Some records
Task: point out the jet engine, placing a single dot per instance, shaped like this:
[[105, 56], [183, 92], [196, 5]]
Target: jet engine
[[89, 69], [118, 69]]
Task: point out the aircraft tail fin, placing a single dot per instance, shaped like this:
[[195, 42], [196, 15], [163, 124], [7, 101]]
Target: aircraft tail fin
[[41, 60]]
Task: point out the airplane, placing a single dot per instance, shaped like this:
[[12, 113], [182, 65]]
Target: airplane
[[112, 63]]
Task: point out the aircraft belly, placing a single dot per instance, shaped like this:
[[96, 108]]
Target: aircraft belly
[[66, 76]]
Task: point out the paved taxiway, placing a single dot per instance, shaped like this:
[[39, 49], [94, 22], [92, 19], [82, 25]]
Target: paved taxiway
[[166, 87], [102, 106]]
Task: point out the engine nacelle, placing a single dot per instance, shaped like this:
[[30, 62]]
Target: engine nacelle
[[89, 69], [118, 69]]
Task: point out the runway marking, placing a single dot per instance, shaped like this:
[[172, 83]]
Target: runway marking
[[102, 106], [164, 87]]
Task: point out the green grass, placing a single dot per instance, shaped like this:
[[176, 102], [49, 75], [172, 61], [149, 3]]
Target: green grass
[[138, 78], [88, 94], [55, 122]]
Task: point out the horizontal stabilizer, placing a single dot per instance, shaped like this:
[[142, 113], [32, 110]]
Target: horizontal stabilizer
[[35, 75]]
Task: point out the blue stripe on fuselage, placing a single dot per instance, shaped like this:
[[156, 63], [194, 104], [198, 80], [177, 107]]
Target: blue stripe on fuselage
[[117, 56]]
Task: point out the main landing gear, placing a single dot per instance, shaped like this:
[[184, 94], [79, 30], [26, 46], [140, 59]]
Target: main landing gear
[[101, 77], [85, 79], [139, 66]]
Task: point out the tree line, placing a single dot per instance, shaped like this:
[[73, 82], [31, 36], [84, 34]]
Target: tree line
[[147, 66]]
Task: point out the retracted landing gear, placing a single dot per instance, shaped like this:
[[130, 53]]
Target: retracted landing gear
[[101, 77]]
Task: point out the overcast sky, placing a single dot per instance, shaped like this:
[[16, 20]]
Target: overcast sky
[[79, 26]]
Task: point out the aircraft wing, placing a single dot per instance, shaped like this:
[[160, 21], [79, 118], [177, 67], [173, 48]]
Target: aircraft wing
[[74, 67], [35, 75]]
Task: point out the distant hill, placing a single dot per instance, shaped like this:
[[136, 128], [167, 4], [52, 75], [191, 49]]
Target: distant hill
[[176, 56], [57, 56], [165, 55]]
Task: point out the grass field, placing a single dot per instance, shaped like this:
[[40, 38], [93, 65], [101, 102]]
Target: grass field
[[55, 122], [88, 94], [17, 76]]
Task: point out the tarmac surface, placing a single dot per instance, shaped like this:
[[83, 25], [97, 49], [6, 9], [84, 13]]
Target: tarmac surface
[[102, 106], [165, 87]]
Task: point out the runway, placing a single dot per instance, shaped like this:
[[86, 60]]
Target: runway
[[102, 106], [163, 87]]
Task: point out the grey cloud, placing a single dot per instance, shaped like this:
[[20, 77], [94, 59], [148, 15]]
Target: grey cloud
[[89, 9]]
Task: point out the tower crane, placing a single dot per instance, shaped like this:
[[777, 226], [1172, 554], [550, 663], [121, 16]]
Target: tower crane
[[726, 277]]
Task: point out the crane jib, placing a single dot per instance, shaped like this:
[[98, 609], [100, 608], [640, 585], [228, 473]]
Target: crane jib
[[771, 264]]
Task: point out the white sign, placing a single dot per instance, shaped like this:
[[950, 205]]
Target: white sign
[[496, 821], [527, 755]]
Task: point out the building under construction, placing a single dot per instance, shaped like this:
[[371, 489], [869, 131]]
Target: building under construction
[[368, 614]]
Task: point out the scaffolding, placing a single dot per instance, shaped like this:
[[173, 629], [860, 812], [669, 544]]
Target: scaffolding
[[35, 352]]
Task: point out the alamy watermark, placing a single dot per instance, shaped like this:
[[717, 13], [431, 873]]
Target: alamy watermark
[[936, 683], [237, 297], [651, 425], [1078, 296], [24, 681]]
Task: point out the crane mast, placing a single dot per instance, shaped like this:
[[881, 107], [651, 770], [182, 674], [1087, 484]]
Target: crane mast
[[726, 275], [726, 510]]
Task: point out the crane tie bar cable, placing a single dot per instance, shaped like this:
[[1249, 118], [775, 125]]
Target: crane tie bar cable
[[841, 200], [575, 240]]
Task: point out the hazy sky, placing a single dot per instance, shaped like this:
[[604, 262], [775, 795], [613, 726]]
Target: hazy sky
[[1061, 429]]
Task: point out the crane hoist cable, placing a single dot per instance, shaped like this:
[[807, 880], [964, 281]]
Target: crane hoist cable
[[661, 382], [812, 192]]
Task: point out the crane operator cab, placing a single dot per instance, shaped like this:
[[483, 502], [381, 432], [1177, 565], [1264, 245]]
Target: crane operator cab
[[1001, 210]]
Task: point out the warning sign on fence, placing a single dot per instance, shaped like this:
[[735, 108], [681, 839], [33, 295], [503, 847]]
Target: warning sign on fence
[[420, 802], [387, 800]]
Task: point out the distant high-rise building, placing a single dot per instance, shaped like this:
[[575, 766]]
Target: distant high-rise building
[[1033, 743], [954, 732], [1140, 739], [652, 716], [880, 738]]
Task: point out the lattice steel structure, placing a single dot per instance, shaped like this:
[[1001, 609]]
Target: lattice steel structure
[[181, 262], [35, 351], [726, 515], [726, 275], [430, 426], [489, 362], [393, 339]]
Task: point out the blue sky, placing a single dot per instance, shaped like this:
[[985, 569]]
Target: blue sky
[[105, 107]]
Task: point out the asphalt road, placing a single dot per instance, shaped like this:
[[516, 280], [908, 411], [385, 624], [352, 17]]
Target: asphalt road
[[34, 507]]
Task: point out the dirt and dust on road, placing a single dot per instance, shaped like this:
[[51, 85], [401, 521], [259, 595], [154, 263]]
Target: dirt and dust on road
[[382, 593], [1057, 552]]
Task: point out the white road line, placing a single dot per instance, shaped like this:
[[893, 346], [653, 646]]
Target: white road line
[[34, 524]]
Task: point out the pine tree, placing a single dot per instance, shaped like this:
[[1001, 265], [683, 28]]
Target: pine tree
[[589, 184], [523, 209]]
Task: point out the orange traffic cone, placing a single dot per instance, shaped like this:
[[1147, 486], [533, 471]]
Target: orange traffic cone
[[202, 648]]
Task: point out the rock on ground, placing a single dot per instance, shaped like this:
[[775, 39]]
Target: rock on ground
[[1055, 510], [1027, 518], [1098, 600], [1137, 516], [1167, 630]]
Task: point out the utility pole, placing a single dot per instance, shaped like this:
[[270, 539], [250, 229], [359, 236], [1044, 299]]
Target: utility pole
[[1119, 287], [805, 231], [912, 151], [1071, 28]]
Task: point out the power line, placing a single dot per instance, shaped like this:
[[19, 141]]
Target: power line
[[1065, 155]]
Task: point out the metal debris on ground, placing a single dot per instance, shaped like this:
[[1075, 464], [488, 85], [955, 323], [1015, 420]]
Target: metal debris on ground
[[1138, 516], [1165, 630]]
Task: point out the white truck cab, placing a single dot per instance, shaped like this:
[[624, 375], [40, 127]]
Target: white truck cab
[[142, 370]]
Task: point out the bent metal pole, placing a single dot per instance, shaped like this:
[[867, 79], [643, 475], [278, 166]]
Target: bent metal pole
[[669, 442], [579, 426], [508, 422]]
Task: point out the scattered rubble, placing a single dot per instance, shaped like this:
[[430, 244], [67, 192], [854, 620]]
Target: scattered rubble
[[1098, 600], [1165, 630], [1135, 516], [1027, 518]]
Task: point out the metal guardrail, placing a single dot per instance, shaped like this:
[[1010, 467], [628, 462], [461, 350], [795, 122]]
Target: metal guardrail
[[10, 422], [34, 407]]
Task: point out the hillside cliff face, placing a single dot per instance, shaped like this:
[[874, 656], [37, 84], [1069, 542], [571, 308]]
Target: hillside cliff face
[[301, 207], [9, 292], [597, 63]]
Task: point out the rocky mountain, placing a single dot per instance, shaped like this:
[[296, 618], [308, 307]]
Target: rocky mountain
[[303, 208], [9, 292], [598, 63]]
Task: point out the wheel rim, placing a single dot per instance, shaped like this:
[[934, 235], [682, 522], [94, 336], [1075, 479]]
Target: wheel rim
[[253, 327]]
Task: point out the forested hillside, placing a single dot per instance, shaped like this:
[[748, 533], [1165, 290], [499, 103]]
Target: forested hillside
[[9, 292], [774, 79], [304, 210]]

◆ What is being asked: Rewrite the data as a numbered list without blank lines, starting with the line that contains "Task: point out the aircraft belly, placing" and going on through the line that contains "[[74, 67], [35, 75]]".

◆ Full output:
1. Task: point out the aircraft belly, placing a single dot per instance, shaped like this:
2. [[96, 108]]
3. Target: aircraft belly
4. [[66, 76]]
5. Task: point out the paved taxiway, placing a single dot per instance, shaped like this:
6. [[39, 49], [94, 22], [92, 19], [82, 25]]
7. Target: paved taxiway
8. [[166, 87], [102, 106]]
9. Task: point out the engine nacelle, placing a single dot per instance, shaped like this:
10. [[30, 62]]
11. Target: engine nacelle
12. [[89, 69], [118, 69]]
13. Task: point out the runway marking, placing a single dot per instance, shaped like this:
14. [[172, 83]]
15. Target: runway marking
16. [[102, 106], [164, 87]]
17. Task: point out the green grass, placing a single dot per instance, shaped like this:
18. [[176, 102], [49, 75], [172, 61], [149, 3]]
19. Target: green grass
20. [[138, 78], [88, 94], [55, 122]]
21. Task: point out the horizontal stabilizer, placing a single dot per instance, shaped like this:
22. [[142, 113], [32, 110]]
23. Target: horizontal stabilizer
24. [[35, 75]]
25. Task: point out the blue stripe on fuselage, placing a single dot per instance, shaped like this:
26. [[156, 63], [194, 104], [198, 80], [177, 107]]
27. Target: blue stripe on fuselage
28. [[117, 56]]
29. Task: point out the main landing gear, placing a single dot per instance, shaped like this:
30. [[184, 94], [79, 30], [26, 46], [140, 59]]
31. Target: main landing gear
32. [[101, 77], [85, 79], [139, 66]]
33. Task: point out the tree line, placing a single dot per instance, shaped like this:
34. [[73, 82], [31, 36], [84, 34]]
35. Target: tree line
36. [[147, 66]]
37. Task: point out the retracted landing gear, placing a single dot per instance, shaped like this:
38. [[130, 53]]
39. Target: retracted landing gear
40. [[101, 77]]
41. Task: point out the overcast sky, placing a single dot per instance, shaped like this:
42. [[16, 20]]
43. Target: overcast sky
44. [[79, 26]]
45. Task: point out the aircraft wing, placing a single dot per instance, shaped like this:
46. [[160, 21], [79, 118], [177, 67], [173, 48]]
47. Target: aircraft wing
48. [[74, 67], [35, 75]]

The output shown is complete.